> [Problem to solve] Substitute "rectangle" for "bounding box" throughout the records, and leave everything else unchanged.

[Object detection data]

START

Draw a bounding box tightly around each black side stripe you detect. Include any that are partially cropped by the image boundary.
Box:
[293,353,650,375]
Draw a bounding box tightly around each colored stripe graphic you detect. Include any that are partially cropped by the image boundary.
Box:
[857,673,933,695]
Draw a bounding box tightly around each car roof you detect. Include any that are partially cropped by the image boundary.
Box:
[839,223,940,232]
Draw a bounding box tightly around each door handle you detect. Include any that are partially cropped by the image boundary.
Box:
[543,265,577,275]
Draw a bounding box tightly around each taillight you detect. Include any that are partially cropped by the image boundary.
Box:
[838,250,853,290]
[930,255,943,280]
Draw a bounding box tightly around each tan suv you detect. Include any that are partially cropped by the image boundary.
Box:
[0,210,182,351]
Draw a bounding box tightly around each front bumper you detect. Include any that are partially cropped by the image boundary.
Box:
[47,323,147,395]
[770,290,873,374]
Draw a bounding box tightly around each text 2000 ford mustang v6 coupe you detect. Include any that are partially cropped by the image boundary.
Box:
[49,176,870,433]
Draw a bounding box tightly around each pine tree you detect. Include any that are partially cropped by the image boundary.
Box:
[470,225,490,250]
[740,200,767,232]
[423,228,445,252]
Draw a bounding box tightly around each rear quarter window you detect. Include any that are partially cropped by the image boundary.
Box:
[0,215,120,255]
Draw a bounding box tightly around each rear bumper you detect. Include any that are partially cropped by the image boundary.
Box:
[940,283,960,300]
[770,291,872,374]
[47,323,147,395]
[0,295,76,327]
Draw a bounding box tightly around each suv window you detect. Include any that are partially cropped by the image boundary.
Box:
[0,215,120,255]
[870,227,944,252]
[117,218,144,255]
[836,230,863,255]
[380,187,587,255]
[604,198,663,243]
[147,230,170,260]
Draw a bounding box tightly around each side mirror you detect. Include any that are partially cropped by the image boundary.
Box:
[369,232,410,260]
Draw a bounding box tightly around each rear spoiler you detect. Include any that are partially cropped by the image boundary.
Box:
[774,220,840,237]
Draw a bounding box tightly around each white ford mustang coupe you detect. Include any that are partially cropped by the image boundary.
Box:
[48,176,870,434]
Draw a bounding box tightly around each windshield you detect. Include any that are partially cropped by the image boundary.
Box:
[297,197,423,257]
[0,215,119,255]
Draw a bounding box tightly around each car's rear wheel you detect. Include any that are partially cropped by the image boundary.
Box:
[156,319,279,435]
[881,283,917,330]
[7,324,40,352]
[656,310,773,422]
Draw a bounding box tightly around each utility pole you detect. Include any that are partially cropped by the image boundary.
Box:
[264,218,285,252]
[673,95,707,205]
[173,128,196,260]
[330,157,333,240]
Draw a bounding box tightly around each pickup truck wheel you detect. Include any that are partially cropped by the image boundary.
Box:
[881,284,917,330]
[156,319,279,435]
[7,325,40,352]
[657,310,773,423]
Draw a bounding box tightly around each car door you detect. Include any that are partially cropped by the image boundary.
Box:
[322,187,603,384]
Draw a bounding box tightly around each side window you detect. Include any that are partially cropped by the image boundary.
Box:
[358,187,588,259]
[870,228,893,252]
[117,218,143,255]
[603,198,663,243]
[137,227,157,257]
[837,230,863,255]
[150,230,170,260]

END

> [Result]
Draw a rectangle tightly around each black side stripe you detect. Include any that are partially cropped by the image boundary.
Box:
[293,353,650,375]
Draw a rectangle tightly around each colored stripe graphic you detect. Include any that are partially cropped by the image boundary.
Box:
[857,673,933,695]
Draw a rectangle tightly around each car roof you detect. Include any that are partially cropped by the image boundary.
Box:
[839,223,940,232]
Draw a rectangle tightly around each door handle you detect. Include any that are partially cropped by the image boundary.
Box:
[543,265,577,275]
Draw a rectangle tightly around each taillight you detect. Include any that are partially cropped by the image boundary.
Box:
[838,250,853,290]
[930,255,943,280]
Draw a rectangle tightly around each tan suv you detect. Include any that are partially cropped by the image boundary.
Box:
[0,210,182,351]
Draw a rectangle tightly around each front bumper you detect. Include any that are partially cropped by the image boundary.
Box:
[47,323,147,395]
[770,290,873,374]
Draw a rectangle tightly around each text 2000 ford mustang v6 coupe you detect. Include any that are partially cropped by the image boundary.
Box:
[49,176,870,433]
Draw a rectangle tightly around each pine tree you detect. Include any that are partially cropped by the image boundary.
Box:
[470,225,490,250]
[740,200,767,232]
[423,228,445,252]
Draw a rectangle tightly around each rear quarter window you detect. Include any that are partially cropped by the image boundary.
Box:
[0,215,120,255]
Draw a rectangle tightly around each rear bumper you detect. Include any that are partially cropped by the image boundary.
Box:
[940,283,960,300]
[770,291,872,374]
[47,323,147,395]
[0,295,76,327]
Draw a rectangle tightly around each suv window you detect. Include any that are partially cropped by the image boundary.
Box:
[0,215,120,255]
[870,227,944,252]
[117,218,144,255]
[836,230,863,255]
[380,187,587,255]
[604,198,663,243]
[147,230,170,260]
Draw a rectangle tightly around each side mirror you detect. Include any that are partially cropped by the image boundary.
Box:
[369,232,410,260]
Draw a rectangle tightly around each rear spoiler you detect. Include any that are partially cropped by the image boundary.
Box:
[774,220,840,237]
Draw a rectangle tightly around each white ford mustang coupe you detect. Include any that are partially cropped by the image boundary.
Box:
[48,176,870,434]
Draw a rectangle tightly around each windshield you detect. Include any that are partially cropped by the image boundary.
Box:
[297,197,423,257]
[0,215,119,255]
Draw a rectangle tightly around each car's rear wheel you detect. Include any that are partially cropped by the image boundary.
Box:
[156,319,279,435]
[881,283,917,330]
[7,324,40,352]
[656,310,773,422]
Draw a rectangle tightly around each utility pole you detect. Include any that are partially cropped by the image boundary.
Box:
[264,218,285,252]
[673,95,707,205]
[173,128,196,260]
[330,157,333,240]
Draw a rectangle tightly around each pickup truck wheel you detect. Include any that are partially cropped by the image boundary.
Box:
[881,284,917,330]
[156,319,279,435]
[7,325,40,352]
[657,310,773,423]
Draw a rectangle tightly around each car door you detect. Include any that are partially cropped by the image boundary.
Box:
[322,187,603,384]
Draw a rectangle tightly around each side window you detect. Include any that are partially cropped by the image boundary.
Box:
[358,187,588,259]
[870,228,893,252]
[117,218,143,255]
[603,198,663,243]
[137,227,157,257]
[837,230,863,255]
[150,230,170,260]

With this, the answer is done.